- [Prompt]: Please state how many lines of the listing contain the word "ceiling", giving the number by itself.

++++++++++

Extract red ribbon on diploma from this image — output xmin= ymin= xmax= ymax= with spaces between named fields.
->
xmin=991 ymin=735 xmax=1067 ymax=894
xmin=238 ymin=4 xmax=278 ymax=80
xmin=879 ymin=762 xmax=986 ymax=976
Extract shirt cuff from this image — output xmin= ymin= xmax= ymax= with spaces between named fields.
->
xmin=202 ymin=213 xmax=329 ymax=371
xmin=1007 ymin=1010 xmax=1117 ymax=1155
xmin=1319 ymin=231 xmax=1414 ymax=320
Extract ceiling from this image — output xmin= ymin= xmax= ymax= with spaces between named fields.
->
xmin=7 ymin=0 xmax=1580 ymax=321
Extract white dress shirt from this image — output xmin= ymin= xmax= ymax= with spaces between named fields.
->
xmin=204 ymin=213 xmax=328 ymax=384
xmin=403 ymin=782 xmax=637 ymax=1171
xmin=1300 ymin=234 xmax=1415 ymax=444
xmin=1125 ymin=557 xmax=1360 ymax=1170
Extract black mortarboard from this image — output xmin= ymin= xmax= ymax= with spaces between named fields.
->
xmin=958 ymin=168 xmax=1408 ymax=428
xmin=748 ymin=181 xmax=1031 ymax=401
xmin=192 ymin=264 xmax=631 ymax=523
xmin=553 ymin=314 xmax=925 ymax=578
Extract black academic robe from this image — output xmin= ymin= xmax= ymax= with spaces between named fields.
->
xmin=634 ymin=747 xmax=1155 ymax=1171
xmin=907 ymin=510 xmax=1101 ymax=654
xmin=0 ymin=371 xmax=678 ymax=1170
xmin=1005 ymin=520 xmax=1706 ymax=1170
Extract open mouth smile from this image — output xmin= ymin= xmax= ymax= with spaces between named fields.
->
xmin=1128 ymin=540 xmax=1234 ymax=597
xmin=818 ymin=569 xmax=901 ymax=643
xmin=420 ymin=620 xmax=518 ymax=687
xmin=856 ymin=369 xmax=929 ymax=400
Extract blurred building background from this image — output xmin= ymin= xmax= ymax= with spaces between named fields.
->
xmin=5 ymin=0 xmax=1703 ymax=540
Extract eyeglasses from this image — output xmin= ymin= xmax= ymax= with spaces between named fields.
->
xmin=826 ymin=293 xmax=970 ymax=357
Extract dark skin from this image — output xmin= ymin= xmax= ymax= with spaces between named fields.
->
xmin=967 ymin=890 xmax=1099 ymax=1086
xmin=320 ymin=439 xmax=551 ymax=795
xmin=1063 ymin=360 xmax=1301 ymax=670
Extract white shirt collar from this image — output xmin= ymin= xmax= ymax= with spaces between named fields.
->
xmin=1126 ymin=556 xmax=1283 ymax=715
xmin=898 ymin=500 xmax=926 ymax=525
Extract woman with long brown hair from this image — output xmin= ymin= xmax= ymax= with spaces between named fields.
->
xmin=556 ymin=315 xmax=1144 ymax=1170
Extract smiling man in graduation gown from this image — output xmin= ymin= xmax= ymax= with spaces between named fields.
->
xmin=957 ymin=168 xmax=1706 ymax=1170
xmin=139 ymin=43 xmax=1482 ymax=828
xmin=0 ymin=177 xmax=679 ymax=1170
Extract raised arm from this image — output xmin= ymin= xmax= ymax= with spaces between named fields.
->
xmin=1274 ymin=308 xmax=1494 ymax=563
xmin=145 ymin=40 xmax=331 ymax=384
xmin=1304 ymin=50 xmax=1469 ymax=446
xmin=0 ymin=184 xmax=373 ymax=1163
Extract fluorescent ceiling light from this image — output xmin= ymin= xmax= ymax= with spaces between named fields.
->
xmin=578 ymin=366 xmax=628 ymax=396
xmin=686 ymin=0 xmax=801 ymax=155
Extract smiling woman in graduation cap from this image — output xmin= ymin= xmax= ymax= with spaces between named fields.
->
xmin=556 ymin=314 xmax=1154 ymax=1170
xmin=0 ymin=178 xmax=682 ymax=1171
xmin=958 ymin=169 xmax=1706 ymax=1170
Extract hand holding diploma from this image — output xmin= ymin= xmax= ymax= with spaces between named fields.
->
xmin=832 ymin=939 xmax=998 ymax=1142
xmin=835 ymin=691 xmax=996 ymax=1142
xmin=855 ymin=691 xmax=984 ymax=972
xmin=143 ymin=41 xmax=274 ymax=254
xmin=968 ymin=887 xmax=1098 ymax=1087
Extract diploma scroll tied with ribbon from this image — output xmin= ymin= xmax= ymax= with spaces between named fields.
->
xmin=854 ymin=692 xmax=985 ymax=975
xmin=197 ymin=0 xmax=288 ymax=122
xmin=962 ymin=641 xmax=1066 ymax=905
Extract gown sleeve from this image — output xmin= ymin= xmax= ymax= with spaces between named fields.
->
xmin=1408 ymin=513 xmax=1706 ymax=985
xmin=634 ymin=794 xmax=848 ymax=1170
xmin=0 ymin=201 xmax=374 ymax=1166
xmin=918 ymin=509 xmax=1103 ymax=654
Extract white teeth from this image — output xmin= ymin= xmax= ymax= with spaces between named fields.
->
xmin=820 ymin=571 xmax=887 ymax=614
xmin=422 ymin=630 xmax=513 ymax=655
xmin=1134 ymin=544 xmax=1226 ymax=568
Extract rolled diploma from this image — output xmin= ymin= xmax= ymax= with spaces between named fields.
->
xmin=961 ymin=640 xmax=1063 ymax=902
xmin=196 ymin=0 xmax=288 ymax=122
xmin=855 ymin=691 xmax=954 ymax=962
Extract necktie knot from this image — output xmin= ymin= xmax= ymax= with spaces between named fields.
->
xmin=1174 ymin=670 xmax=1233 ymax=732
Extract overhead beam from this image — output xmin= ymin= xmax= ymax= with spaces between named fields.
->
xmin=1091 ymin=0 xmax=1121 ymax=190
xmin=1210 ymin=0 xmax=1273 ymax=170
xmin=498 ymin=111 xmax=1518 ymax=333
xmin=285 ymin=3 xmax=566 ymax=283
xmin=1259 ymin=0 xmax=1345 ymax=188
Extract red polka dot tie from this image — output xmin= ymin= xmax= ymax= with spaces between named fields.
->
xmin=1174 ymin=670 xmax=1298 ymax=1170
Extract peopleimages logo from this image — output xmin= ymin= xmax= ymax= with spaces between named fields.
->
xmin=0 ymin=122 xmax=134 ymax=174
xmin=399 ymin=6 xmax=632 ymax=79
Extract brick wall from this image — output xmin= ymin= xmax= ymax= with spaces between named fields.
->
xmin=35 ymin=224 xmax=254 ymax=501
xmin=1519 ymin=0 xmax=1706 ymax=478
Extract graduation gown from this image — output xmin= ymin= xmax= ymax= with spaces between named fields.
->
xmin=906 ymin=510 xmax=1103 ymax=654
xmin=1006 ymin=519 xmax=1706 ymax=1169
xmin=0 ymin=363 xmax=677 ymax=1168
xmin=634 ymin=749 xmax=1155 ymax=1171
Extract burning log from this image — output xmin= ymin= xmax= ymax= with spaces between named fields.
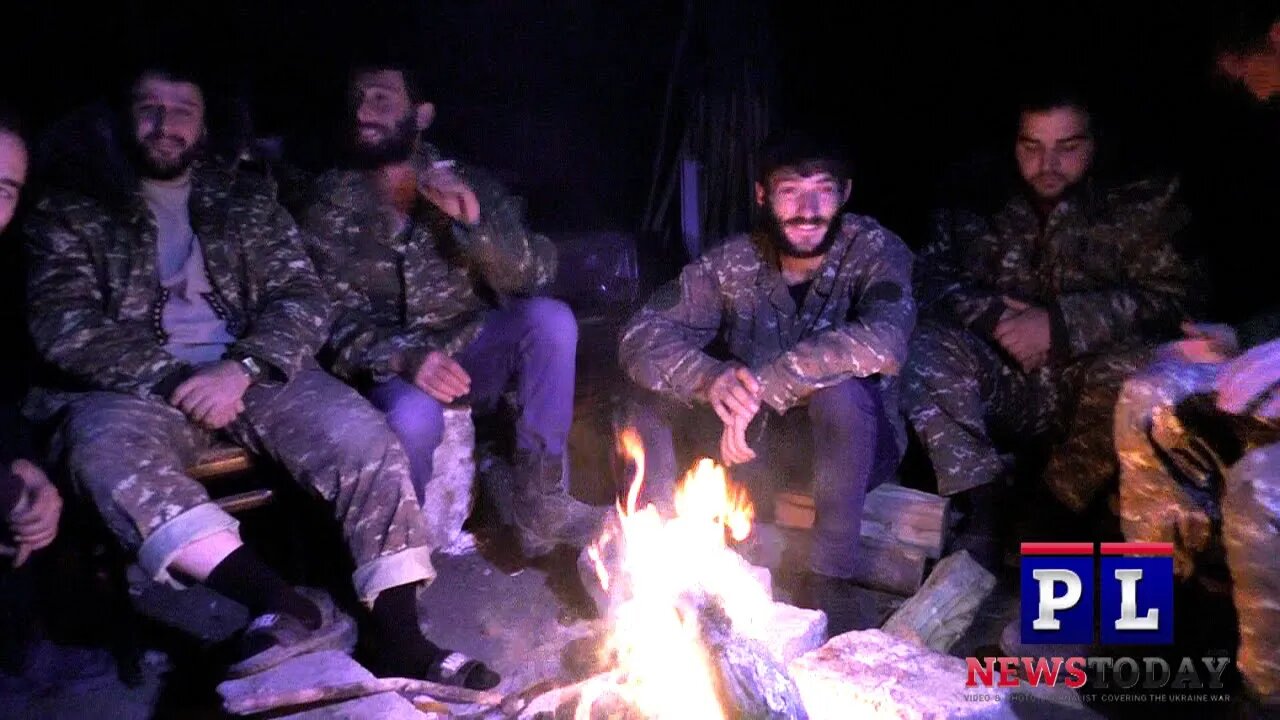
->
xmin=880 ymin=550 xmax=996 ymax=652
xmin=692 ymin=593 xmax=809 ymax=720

++++++++++

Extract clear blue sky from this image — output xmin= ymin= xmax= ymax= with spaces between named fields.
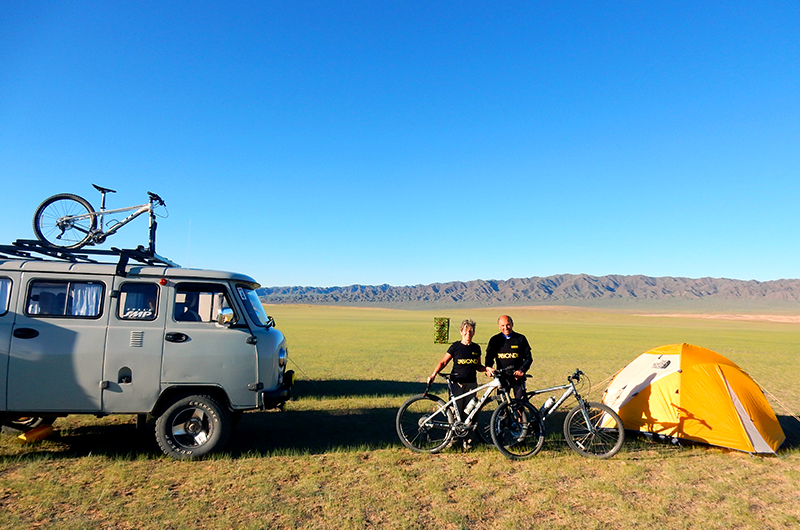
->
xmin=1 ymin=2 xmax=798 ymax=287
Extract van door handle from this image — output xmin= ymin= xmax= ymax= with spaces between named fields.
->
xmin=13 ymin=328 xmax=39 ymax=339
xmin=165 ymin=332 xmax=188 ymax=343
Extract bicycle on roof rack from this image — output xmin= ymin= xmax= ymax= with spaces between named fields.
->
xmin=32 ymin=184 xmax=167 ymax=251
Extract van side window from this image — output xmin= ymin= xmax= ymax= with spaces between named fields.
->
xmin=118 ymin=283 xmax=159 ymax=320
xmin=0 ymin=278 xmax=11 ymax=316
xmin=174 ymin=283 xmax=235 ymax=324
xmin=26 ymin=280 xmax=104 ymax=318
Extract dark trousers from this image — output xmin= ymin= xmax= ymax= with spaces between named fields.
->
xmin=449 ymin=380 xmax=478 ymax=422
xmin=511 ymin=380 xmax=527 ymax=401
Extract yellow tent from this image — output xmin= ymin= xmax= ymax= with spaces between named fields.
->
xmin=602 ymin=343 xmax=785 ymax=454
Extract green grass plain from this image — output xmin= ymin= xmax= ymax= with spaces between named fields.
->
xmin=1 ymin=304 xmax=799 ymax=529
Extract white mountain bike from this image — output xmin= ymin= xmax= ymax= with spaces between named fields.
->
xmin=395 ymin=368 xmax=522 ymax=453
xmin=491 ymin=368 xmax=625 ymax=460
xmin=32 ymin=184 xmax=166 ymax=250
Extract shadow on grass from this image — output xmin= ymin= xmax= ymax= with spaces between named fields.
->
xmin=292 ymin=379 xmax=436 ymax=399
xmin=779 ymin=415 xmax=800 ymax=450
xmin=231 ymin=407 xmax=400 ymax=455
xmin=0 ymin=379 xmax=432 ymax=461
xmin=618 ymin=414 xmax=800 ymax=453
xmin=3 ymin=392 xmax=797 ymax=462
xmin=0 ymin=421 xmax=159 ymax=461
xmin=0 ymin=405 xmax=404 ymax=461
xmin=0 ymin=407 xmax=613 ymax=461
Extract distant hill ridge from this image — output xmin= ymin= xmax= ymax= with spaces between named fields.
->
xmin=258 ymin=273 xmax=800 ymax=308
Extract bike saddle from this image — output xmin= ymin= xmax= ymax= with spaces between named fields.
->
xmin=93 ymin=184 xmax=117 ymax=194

++++++++++

- [Solution to the problem]: 2